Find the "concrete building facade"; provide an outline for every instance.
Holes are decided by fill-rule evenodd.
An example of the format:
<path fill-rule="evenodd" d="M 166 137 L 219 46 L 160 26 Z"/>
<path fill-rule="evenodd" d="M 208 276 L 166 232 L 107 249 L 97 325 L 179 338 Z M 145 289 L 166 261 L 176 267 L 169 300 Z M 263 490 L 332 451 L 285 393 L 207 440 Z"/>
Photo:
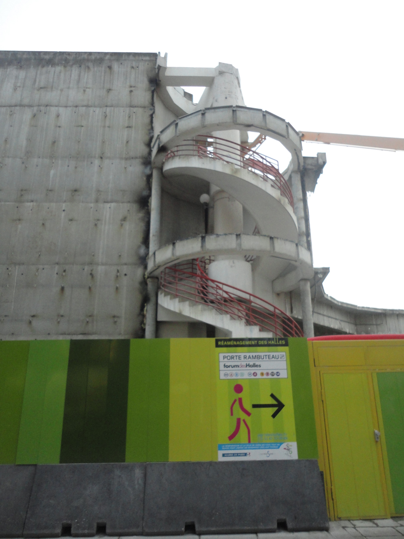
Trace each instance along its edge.
<path fill-rule="evenodd" d="M 233 66 L 3 52 L 0 115 L 0 338 L 404 331 L 325 294 L 306 192 L 325 155 L 246 106 Z"/>

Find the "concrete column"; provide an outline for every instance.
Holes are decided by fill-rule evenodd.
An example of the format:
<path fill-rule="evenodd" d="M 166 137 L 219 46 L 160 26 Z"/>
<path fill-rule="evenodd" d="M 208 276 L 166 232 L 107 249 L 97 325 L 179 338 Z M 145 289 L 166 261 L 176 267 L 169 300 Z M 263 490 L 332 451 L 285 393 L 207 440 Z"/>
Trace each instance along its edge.
<path fill-rule="evenodd" d="M 227 131 L 213 133 L 240 143 L 239 131 Z M 221 150 L 221 151 L 225 150 Z M 213 203 L 213 231 L 215 234 L 242 234 L 243 232 L 243 207 L 228 193 L 211 184 L 211 196 Z M 253 275 L 251 264 L 244 260 L 243 255 L 217 256 L 214 262 L 209 265 L 208 274 L 211 279 L 252 293 Z M 231 292 L 232 291 L 230 291 Z M 242 294 L 241 294 L 242 295 Z"/>
<path fill-rule="evenodd" d="M 292 195 L 294 204 L 295 215 L 297 219 L 297 232 L 299 245 L 307 248 L 306 225 L 304 222 L 304 205 L 302 192 L 302 182 L 299 172 L 292 172 L 290 175 L 292 183 Z"/>
<path fill-rule="evenodd" d="M 147 280 L 147 293 L 149 296 L 146 307 L 146 338 L 156 338 L 157 320 L 157 289 L 158 279 L 149 277 Z"/>
<path fill-rule="evenodd" d="M 295 215 L 297 219 L 298 243 L 299 245 L 307 248 L 306 225 L 304 219 L 304 203 L 300 172 L 292 172 L 291 175 L 291 179 L 293 202 L 295 205 Z M 300 288 L 300 301 L 302 305 L 303 333 L 305 337 L 314 337 L 310 281 L 307 279 L 302 279 L 299 282 L 299 287 Z"/>
<path fill-rule="evenodd" d="M 305 337 L 314 337 L 313 313 L 311 310 L 310 282 L 302 279 L 299 281 L 300 301 L 302 303 L 302 317 L 303 323 L 303 334 Z"/>
<path fill-rule="evenodd" d="M 149 255 L 154 253 L 160 246 L 160 215 L 161 212 L 161 182 L 163 174 L 159 168 L 153 169 L 151 180 L 151 202 L 150 204 L 150 235 L 149 241 Z M 156 338 L 157 318 L 157 290 L 158 279 L 149 277 L 147 280 L 147 293 L 149 300 L 146 307 L 146 338 Z"/>
<path fill-rule="evenodd" d="M 150 206 L 150 236 L 149 254 L 160 246 L 160 214 L 161 212 L 161 182 L 163 174 L 159 168 L 153 169 L 151 181 L 151 204 Z"/>

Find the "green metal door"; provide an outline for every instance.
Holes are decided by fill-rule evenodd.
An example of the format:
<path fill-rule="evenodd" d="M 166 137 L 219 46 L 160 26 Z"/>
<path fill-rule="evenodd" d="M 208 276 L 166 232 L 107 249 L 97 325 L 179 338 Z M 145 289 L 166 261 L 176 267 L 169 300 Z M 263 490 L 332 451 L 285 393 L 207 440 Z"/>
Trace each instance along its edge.
<path fill-rule="evenodd" d="M 327 443 L 338 519 L 388 516 L 374 403 L 366 372 L 325 374 Z"/>
<path fill-rule="evenodd" d="M 378 372 L 394 507 L 393 514 L 404 514 L 404 372 Z"/>

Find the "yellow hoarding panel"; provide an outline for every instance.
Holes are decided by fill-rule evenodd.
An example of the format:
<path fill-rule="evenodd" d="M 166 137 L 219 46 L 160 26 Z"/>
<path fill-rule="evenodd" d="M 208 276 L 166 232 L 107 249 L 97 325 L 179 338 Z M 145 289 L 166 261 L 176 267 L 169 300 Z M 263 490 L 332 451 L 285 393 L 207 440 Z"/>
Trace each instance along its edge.
<path fill-rule="evenodd" d="M 404 365 L 404 346 L 379 344 L 367 346 L 366 353 L 367 365 Z"/>
<path fill-rule="evenodd" d="M 315 343 L 315 345 L 317 343 Z M 322 343 L 323 344 L 323 343 Z M 333 343 L 336 344 L 336 343 Z M 316 364 L 321 367 L 345 367 L 365 365 L 365 353 L 363 347 L 330 345 L 322 346 L 317 350 L 318 361 Z"/>

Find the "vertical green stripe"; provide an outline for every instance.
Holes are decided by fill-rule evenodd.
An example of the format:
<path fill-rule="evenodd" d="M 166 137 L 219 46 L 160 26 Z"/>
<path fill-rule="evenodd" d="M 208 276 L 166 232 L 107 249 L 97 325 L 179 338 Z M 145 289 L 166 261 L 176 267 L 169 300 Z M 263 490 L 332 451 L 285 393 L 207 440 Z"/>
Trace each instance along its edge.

### Problem statement
Reproduce the lines above verbatim, omitting the pictures.

### Task response
Find the "concrete building facade"; provide an outline for every instance.
Holes are decided by fill-rule evenodd.
An example of the format:
<path fill-rule="evenodd" d="M 166 137 L 219 46 L 160 26 Z"/>
<path fill-rule="evenodd" d="M 208 276 L 166 232 L 107 249 L 97 325 L 179 338 Z M 145 289 L 166 261 L 176 267 L 169 300 Z M 263 490 L 332 451 L 285 393 L 207 440 Z"/>
Photo:
Trace each instance along its edge.
<path fill-rule="evenodd" d="M 233 66 L 3 52 L 0 115 L 0 338 L 404 331 L 325 294 L 306 192 L 325 155 L 246 106 Z"/>

Find the "concrete column"; provide an outline for every instance.
Holes are decided by fill-rule evenodd.
An example of the format:
<path fill-rule="evenodd" d="M 166 137 L 219 46 L 160 26 Z"/>
<path fill-rule="evenodd" d="M 208 276 L 166 232 L 107 249 L 97 325 L 179 338 Z M 145 289 L 166 261 L 176 267 L 169 300 Z M 263 490 L 332 451 L 285 393 L 207 440 Z"/>
Trace each instance along its edge.
<path fill-rule="evenodd" d="M 227 131 L 213 133 L 240 143 L 239 131 Z M 221 150 L 221 151 L 225 150 Z M 213 203 L 213 231 L 215 234 L 242 234 L 243 232 L 243 207 L 228 193 L 211 184 L 211 196 Z M 253 275 L 251 264 L 244 260 L 243 255 L 217 256 L 214 262 L 209 265 L 208 274 L 211 279 L 252 293 Z M 231 292 L 232 291 L 230 291 Z M 242 294 L 241 294 L 242 295 Z"/>
<path fill-rule="evenodd" d="M 292 195 L 294 204 L 295 215 L 297 219 L 297 232 L 299 245 L 307 248 L 306 225 L 304 222 L 304 205 L 302 192 L 302 182 L 299 172 L 292 172 L 290 175 L 292 183 Z"/>
<path fill-rule="evenodd" d="M 147 280 L 147 293 L 149 296 L 146 307 L 146 338 L 156 338 L 157 320 L 157 289 L 158 279 L 149 277 Z"/>
<path fill-rule="evenodd" d="M 295 215 L 297 219 L 298 243 L 299 245 L 307 248 L 306 225 L 304 219 L 304 203 L 300 172 L 292 172 L 291 175 L 291 179 L 293 202 L 295 205 Z M 300 288 L 300 301 L 302 305 L 303 333 L 305 337 L 314 337 L 310 281 L 307 279 L 302 279 L 299 282 L 299 287 Z"/>
<path fill-rule="evenodd" d="M 305 337 L 314 337 L 313 313 L 311 310 L 310 282 L 302 279 L 299 281 L 300 301 L 302 303 L 302 317 L 303 323 L 303 334 Z"/>
<path fill-rule="evenodd" d="M 149 255 L 154 253 L 160 246 L 160 215 L 161 212 L 161 182 L 163 174 L 159 168 L 153 169 L 151 180 L 151 202 L 150 204 L 150 235 L 149 241 Z M 156 338 L 157 318 L 157 290 L 158 279 L 149 277 L 147 280 L 147 293 L 149 300 L 146 307 L 146 338 Z"/>
<path fill-rule="evenodd" d="M 150 206 L 150 236 L 149 254 L 160 246 L 160 214 L 161 212 L 161 182 L 163 174 L 159 168 L 153 169 L 151 181 L 151 204 Z"/>

Find the "green metal door"; provide an outline for every instance.
Holes are decided by fill-rule evenodd.
An example of the format:
<path fill-rule="evenodd" d="M 166 137 L 219 46 L 160 26 Z"/>
<path fill-rule="evenodd" d="M 208 276 L 166 232 L 107 249 L 97 325 L 179 338 Z M 145 289 L 166 261 L 176 267 L 169 300 Z M 263 490 L 332 451 L 285 393 L 207 440 Z"/>
Trace each instance along its edge.
<path fill-rule="evenodd" d="M 327 443 L 338 519 L 388 516 L 374 403 L 366 372 L 325 374 Z"/>
<path fill-rule="evenodd" d="M 378 372 L 394 507 L 393 514 L 404 514 L 404 372 Z"/>

Find the "yellow hoarding panel"; provide an outline for every instance.
Holes are decided by fill-rule evenodd.
An example of the format:
<path fill-rule="evenodd" d="M 166 137 L 219 46 L 160 26 Z"/>
<path fill-rule="evenodd" d="M 208 276 L 166 232 L 107 249 L 97 325 L 179 338 Z M 145 289 L 166 261 L 176 267 L 169 300 Z M 263 490 L 332 451 L 285 393 L 207 440 Z"/>
Trace each instance along its edge.
<path fill-rule="evenodd" d="M 404 365 L 404 346 L 379 344 L 367 346 L 366 353 L 367 365 Z"/>
<path fill-rule="evenodd" d="M 315 343 L 315 345 L 317 343 Z M 322 343 L 323 344 L 323 343 Z M 333 343 L 336 344 L 336 343 Z M 316 364 L 321 367 L 345 367 L 365 365 L 365 353 L 363 347 L 330 345 L 322 346 L 317 350 L 318 361 Z"/>

Find the "vertical green stripe"; provide an outline for every instance.
Holes are decided by fill-rule evenodd.
An example of the format:
<path fill-rule="evenodd" d="M 166 137 L 219 46 L 160 26 Z"/>
<path fill-rule="evenodd" d="M 208 276 L 166 232 L 107 249 L 97 325 L 179 338 Z M 145 289 L 166 261 L 176 267 L 169 300 Z M 263 490 L 332 451 L 285 393 L 207 440 Z"/>
Trace each instance along its edge.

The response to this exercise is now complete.